WHAT YOU SHOULD DO =>
Write out each of the rows below again, character for character, without changing anything.

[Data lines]
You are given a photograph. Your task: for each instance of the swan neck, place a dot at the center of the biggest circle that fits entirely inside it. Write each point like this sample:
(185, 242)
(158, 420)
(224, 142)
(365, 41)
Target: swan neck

EXERCISE OUTPUT =>
You are given a photograph. Your task: for each instance of the swan neck, place a dot at the center of the biggest circle that fits entirely inside it. Write each point like this sample:
(185, 242)
(158, 420)
(224, 142)
(365, 41)
Target: swan neck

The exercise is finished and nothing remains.